* **Directions for this task**:
Set down all of the data exactly as it appears.

* **Given information**:
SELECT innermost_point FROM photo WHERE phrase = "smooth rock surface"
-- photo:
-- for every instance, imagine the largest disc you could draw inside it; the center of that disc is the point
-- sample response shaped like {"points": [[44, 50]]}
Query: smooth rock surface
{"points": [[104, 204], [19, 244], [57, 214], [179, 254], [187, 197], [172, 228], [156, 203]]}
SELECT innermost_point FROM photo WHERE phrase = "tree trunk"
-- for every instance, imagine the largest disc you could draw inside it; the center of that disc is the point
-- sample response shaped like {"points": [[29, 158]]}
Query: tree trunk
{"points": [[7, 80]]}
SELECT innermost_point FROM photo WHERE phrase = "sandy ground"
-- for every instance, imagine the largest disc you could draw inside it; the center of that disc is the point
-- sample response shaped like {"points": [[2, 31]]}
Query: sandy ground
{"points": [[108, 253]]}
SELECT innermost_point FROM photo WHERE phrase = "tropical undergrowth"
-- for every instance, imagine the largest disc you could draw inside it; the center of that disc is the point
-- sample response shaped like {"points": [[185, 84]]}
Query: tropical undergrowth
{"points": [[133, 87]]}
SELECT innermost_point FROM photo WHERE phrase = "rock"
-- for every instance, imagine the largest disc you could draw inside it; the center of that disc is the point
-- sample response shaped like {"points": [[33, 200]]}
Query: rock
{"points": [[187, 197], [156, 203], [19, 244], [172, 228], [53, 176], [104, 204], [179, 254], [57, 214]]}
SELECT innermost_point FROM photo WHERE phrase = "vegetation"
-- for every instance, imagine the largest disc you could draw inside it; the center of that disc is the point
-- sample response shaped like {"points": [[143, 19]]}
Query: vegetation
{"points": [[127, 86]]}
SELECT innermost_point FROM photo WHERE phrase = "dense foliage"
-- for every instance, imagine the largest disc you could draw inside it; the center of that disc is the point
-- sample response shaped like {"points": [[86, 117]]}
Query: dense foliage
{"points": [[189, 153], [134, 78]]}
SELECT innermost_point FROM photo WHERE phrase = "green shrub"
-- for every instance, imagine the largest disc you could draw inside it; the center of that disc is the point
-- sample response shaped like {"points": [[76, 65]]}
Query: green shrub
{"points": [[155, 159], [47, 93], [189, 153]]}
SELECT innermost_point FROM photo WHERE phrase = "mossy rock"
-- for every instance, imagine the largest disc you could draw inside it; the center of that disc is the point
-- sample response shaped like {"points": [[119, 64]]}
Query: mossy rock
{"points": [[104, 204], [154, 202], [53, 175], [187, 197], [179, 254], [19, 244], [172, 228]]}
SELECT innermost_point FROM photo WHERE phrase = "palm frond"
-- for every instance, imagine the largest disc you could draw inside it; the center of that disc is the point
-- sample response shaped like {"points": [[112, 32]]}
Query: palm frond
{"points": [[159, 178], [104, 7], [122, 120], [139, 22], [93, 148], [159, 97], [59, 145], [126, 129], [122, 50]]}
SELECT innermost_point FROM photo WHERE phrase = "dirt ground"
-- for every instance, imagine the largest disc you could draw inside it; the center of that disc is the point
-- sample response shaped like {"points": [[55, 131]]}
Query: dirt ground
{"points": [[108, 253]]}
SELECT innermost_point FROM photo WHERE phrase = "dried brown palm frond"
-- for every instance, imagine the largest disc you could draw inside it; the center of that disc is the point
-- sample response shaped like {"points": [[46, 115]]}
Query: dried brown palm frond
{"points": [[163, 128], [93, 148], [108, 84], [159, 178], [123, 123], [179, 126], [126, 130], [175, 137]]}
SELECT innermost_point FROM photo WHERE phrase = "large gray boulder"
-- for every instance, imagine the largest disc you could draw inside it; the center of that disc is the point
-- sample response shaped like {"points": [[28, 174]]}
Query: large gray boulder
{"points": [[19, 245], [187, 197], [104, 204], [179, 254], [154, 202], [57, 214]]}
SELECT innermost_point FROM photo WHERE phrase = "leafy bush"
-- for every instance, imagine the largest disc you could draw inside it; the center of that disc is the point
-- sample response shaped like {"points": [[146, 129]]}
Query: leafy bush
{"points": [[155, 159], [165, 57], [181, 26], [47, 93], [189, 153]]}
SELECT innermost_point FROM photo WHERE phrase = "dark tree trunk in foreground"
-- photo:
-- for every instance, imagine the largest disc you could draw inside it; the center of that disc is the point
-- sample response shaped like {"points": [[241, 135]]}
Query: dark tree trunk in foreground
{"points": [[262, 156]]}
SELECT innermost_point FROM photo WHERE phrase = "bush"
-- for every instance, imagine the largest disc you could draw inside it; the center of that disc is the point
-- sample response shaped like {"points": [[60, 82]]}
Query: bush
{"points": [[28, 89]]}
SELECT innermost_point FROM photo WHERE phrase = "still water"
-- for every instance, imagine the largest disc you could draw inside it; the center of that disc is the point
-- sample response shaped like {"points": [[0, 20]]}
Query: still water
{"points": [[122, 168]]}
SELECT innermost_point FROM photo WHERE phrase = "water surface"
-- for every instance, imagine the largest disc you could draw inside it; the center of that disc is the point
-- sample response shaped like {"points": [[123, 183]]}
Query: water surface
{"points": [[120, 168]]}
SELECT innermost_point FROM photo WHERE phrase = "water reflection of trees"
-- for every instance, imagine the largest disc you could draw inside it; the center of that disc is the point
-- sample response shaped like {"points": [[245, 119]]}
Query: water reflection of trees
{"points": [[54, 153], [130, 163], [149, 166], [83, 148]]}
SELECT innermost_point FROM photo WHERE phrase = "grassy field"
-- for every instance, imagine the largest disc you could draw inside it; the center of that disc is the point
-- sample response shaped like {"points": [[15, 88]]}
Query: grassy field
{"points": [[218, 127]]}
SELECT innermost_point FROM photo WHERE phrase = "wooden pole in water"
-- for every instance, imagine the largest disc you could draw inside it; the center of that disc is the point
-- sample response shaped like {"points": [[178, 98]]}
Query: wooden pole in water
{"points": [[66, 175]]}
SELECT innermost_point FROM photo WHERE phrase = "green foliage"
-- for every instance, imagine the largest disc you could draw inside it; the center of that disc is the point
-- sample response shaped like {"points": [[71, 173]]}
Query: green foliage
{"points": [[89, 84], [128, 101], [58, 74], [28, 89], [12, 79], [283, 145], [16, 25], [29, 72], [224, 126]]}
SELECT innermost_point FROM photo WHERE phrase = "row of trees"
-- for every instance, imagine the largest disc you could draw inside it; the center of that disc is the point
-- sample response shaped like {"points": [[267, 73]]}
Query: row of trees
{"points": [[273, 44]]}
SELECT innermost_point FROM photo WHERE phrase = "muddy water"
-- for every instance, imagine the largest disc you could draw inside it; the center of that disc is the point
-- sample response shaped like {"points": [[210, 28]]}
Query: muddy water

* **Written response**:
SELECT innermost_point FROM photo WHERE phrase = "smooth rock surface"
-- photo:
-- for every instance, imagine the largest disc you could draw inside it; the center of that disc is the point
-- sample response shaped like {"points": [[44, 50]]}
Query: smooth rock surface
{"points": [[104, 204], [19, 244], [57, 214], [179, 254], [187, 197], [172, 228], [156, 203]]}
SELECT innermost_point FROM photo WHERE phrase = "tree trunk"
-- for every instance, imagine the largest disc you could draw inside it; the center of that disc is the point
-- sample response shaped like {"points": [[29, 158]]}
Query: tree trunk
{"points": [[7, 80]]}
SELECT innermost_point FROM photo WHERE phrase = "sandy ground"
-- for every instance, imagine the largest disc you could draw inside it; the center of that disc is the point
-- sample response shaped like {"points": [[2, 31]]}
Query: sandy ground
{"points": [[108, 253]]}
SELECT innermost_point FROM photo WHERE phrase = "tropical undergrowth"
-- for every instance, imagine the largest disc you could draw inside it; the center of that disc is the point
-- sample response shaped like {"points": [[185, 84]]}
Query: tropical undergrowth
{"points": [[133, 87]]}
SELECT innermost_point FROM photo WHERE phrase = "rock"
-- for every instance, imagine the largest disc you could draw inside it; the center of that disc is the point
-- sample response shaped like {"points": [[33, 200]]}
Query: rock
{"points": [[187, 197], [156, 203], [19, 244], [172, 228], [53, 176], [104, 204], [179, 254], [57, 214]]}
SELECT innermost_point FROM photo WHERE phrase = "vegetation"
-- for every instance, imagine the largest disc you could draw inside it; the center of that disc is the point
-- sample response shaped like {"points": [[143, 19]]}
Query: vegetation
{"points": [[127, 86]]}
SELECT innermost_point FROM photo WHERE phrase = "dense foliage"
-- for every instance, imagine the largest disc you could draw inside it; the center of that disc is the point
-- sample response shaped like {"points": [[86, 117]]}
Query: dense foliage
{"points": [[189, 153], [134, 78]]}
SELECT innermost_point FROM photo WHERE phrase = "green shrub"
-- for every instance, imagine the largest disc you could draw inside it; the center of that disc is the point
-- sample response shaped like {"points": [[76, 65]]}
Query: green shrub
{"points": [[155, 159], [47, 93], [189, 153]]}
SELECT innermost_point FROM photo WHERE phrase = "mossy rock"
-- for every instance, imagine the largest disc you could draw inside it; the center of that disc is the point
-- sample response shaped like {"points": [[119, 64]]}
Query: mossy rock
{"points": [[104, 204], [154, 202], [53, 175], [187, 197], [179, 254], [19, 244], [172, 228]]}
SELECT innermost_point FROM photo WHERE phrase = "palm frond"
-- for every instance, imagine the largest disc you could draw inside it; the center of that disc is the point
-- sample response shaped like {"points": [[112, 32]]}
Query: palm frond
{"points": [[159, 178], [104, 7], [122, 120], [139, 22], [93, 148], [159, 97], [59, 145], [126, 129], [122, 50]]}
SELECT innermost_point FROM photo WHERE phrase = "dirt ground"
-- for every instance, imagine the largest disc you could draw inside it; the center of that disc is the point
-- sample response shaped like {"points": [[55, 131]]}
Query: dirt ground
{"points": [[108, 253]]}
SELECT innermost_point FROM photo WHERE phrase = "dried brown palm frond"
-- for every instance, imagine the largest disc you could draw inside it; the center of that disc is the point
-- sample response shaped like {"points": [[46, 115]]}
Query: dried brown palm frond
{"points": [[163, 128], [93, 148], [108, 84], [159, 178], [123, 123], [179, 126], [126, 130], [175, 137]]}
SELECT innermost_point FROM photo WHERE phrase = "large gray boulder"
-- for every instance, imagine the largest disc you could draw inside it; the center of that disc is the point
-- sample response shaped like {"points": [[28, 174]]}
Query: large gray boulder
{"points": [[19, 245], [187, 197], [104, 204], [179, 254], [154, 202], [57, 214]]}
SELECT innermost_point FROM photo WHERE phrase = "leafy bush"
-- for every instance, imagine the largest disc you could draw inside it; the center of that disc is the point
-- sample response shaped like {"points": [[146, 129]]}
Query: leafy bush
{"points": [[155, 159], [165, 57], [181, 26], [47, 93], [189, 153]]}
SELECT innermost_point FROM photo WHERE phrase = "dark tree trunk in foreground"
-- photo:
-- for every instance, imagine the largest disc you could draw inside it; the center of that disc is the point
-- sample response shaped like {"points": [[241, 135]]}
Query: dark tree trunk in foreground
{"points": [[262, 156]]}
SELECT innermost_point FROM photo WHERE phrase = "bush"
-- for every instance, imagine the largest disc you could draw inside it; the center of that disc is the point
-- sample response shaped like {"points": [[60, 82]]}
Query: bush
{"points": [[28, 89]]}
SELECT innermost_point FROM photo WHERE phrase = "still water"
-- for every instance, imagine the largest disc you could draw inside it; the center of that disc is the point
-- sample response shaped like {"points": [[0, 20]]}
Query: still water
{"points": [[122, 168]]}
SELECT innermost_point FROM photo WHERE phrase = "water surface"
-- for every instance, imagine the largest disc you could draw inside it; the center of that disc is the point
-- sample response shaped like {"points": [[123, 183]]}
Query: water surface
{"points": [[120, 168]]}
SELECT innermost_point FROM photo WHERE phrase = "water reflection of trees"
-- for every instance, imagine the largest disc you could draw inside it; the center of that disc is the point
-- sample response shaped like {"points": [[245, 119]]}
Query: water reflection of trees
{"points": [[54, 153], [130, 163], [149, 166], [83, 148]]}
SELECT innermost_point FROM photo WHERE phrase = "grassy field"
-- for every instance, imagine the largest disc you could draw inside it; the center of that disc is the point
-- sample response shaped like {"points": [[15, 88]]}
Query: grassy field
{"points": [[218, 127]]}
SELECT innermost_point FROM photo WHERE phrase = "wooden pole in water"
-- for every instance, imagine the largest disc you could draw inside it; the center of that disc is the point
-- sample response shaped like {"points": [[178, 98]]}
Query: wooden pole in water
{"points": [[66, 175]]}
SELECT innermost_point FROM photo WHERE phrase = "green foliage"
-- for every instance, imagine the largest disc you could draw inside it; the center of that disc is the point
-- sample response shaped like {"points": [[71, 173]]}
Query: green foliage
{"points": [[89, 84], [128, 101], [58, 74], [28, 89], [12, 79], [283, 145], [16, 25], [29, 72], [224, 126]]}
SELECT innermost_point FROM photo WHERE phrase = "row of trees"
-- for every instance, imagine the largest disc you could draw inside it; the center of that disc is the point
-- sample response shaped like {"points": [[267, 73]]}
Query: row of trees
{"points": [[273, 44]]}
SELECT innermost_point FROM photo WHERE phrase = "muddy water"
-- for every instance, imagine the largest disc you could draw inside it; the center of that disc is the point
-- sample response shaped like {"points": [[210, 28]]}
Query: muddy water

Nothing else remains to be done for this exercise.